Records for the task >>
--*--
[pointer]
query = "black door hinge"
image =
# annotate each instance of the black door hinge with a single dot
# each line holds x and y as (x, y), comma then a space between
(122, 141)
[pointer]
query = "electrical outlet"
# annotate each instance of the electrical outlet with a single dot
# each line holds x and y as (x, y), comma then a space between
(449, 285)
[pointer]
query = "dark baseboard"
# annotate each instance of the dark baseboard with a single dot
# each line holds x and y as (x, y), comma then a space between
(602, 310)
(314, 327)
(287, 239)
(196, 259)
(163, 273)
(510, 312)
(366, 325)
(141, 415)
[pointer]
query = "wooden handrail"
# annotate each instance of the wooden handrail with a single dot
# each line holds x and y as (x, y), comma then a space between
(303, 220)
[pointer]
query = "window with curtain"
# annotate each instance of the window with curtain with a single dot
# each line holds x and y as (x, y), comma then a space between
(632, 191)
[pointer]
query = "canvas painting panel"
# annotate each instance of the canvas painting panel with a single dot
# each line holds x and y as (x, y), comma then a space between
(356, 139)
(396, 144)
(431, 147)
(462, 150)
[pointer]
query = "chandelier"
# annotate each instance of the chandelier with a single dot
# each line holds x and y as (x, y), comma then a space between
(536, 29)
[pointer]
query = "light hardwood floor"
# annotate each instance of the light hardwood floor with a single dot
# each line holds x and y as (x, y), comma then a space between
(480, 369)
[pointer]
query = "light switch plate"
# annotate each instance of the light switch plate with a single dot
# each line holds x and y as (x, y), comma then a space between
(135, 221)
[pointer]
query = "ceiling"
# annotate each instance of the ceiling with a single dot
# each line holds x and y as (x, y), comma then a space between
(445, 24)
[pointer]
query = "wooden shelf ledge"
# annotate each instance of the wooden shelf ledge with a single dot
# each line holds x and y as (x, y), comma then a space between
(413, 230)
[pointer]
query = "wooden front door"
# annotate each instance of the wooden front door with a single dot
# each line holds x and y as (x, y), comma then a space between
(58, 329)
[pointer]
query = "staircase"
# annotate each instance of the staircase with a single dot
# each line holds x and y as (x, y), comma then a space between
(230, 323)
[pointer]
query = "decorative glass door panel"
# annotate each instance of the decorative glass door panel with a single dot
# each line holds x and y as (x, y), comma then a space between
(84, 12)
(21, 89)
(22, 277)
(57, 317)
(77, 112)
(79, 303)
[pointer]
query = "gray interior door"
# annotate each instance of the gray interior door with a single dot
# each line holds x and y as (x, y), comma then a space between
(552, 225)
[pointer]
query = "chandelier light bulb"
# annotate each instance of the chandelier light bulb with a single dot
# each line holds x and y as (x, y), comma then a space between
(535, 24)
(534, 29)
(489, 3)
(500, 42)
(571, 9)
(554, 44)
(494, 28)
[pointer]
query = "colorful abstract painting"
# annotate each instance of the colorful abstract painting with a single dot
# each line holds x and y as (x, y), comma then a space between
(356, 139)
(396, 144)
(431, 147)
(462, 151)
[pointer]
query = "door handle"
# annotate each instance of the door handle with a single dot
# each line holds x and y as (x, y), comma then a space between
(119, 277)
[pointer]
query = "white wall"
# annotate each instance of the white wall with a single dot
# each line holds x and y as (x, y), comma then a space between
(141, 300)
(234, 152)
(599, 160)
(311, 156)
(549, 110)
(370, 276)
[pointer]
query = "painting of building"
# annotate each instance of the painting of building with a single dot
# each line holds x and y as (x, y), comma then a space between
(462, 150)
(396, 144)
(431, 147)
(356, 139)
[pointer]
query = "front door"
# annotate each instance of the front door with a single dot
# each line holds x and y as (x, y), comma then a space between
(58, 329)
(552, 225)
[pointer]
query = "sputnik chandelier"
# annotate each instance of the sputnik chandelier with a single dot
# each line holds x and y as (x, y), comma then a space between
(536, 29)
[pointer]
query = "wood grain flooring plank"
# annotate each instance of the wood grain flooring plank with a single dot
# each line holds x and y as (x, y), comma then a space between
--*--
Aim >> Copy all the records above precisely.

The completed task >>
[pointer]
query = "black door hinge"
image =
# annotate each instance of the black door hinge with a single dot
# each line holds x and y as (x, y), comma then a space between
(122, 141)
[pointer]
query = "electrical outlet"
# annotate each instance of the electrical outlet with a single dot
# each line holds x and y as (x, y), comma then a space between
(449, 285)
[pointer]
query = "dark baseboard"
# annotate each instance of the dark baseboard with a single dot
# each line holds x and y as (x, y), comma then a space between
(602, 310)
(314, 327)
(287, 239)
(196, 259)
(163, 273)
(510, 312)
(366, 325)
(141, 415)
[pointer]
query = "wooden handrail"
# annotate each instance of the wooden handrail with a single dot
# each line holds x and y as (x, y), comma then a space between
(303, 220)
[pointer]
query = "window with curtain"
# annotate each instance of the window with curtain with a single dot
# each line holds x and y as (x, y), comma then a space between
(632, 191)
[pointer]
query = "canvas painting panel"
# annotate each instance of the canvas painting panel with a single dot
# each line holds x and y as (x, y), comma then a space between
(356, 139)
(396, 144)
(431, 147)
(462, 150)
[pointer]
query = "chandelier"
# annotate each instance of the chandelier with a single dot
# each line holds x and y as (x, y), comma then a space between
(536, 29)
[pointer]
query = "light hardwood floor"
# annotate each instance of the light hardwood floor with a single dot
# each line holds x and y as (x, y), comma then a space between
(480, 369)
[pointer]
query = "light switch plate"
# annotate each instance of the light switch plate with a single dot
# each line holds x and y as (x, y), comma then a space between
(135, 221)
[pointer]
query = "ceiling"
# annotate each instance of the ceiling with a single dot
# each line holds x and y as (x, y), comma then a space between
(445, 24)
[pointer]
query = "wooden shelf ledge"
# annotate each instance of the wooden shelf ledge with a single dot
# each line holds x and y as (x, y), comma then a space between
(413, 230)
[pointer]
query = "wooden front door"
# annotate each instance of the wooden front door with a single dot
# each line holds x and y as (x, y), comma then a space between
(58, 329)
[pointer]
query = "staircase"
# annotate each instance of the staircase with a single dot
# each line holds x and y as (x, y), comma then a space between
(230, 323)
[pointer]
query = "decorative glass door panel"
# annotate each instance of the decorative glass door panel with a single dot
# each line holds x and y as (x, y), comma then a space between
(84, 12)
(21, 89)
(22, 277)
(57, 317)
(77, 112)
(79, 303)
[pointer]
query = "gray interior door"
# annotate each instance of the gray interior door with a single dot
# each line holds x and y as (x, y), comma then a space between
(552, 225)
[pointer]
query = "chandelier light bulb"
# annotate each instance of the chandelier light bulb with a single dot
# each line holds x and y as (x, y), comma then a space between
(535, 24)
(534, 29)
(489, 3)
(500, 42)
(571, 9)
(554, 44)
(494, 28)
[pointer]
query = "colorful abstract painting"
# annotate each instance of the colorful abstract painting with a single dot
# each line holds x and y as (x, y), comma then a space between
(356, 139)
(396, 144)
(431, 147)
(462, 151)
[pointer]
query = "door handle"
# annotate each instance of the door handle with a single dot
# each line holds x and y as (x, y), comma then a space between
(119, 277)
[pointer]
query = "white wall"
# annotate each instance of the white wall with a single dot
# each line holds x and y as (x, y), comma then a space between
(141, 300)
(234, 152)
(599, 160)
(311, 156)
(549, 110)
(370, 276)
[pointer]
query = "painting of building"
# annotate each instance of the painting of building with a single dot
# each line holds x and y as (x, y), comma then a space between
(462, 150)
(396, 144)
(431, 147)
(356, 139)
[pointer]
query = "front door"
# annotate each instance of the front door with a single dot
# each line holds x and y as (x, y), comma then a space between
(58, 329)
(552, 225)
[pointer]
query = "sputnik chandelier"
# annotate each instance of the sputnik chandelier with a single dot
# each line holds x and y as (x, y), comma then a space between
(536, 29)
[pointer]
query = "wood grain flooring plank"
# annotate each instance of the wood grain flooring plank with a single dot
# each line holds x and y as (x, y), comma then a space between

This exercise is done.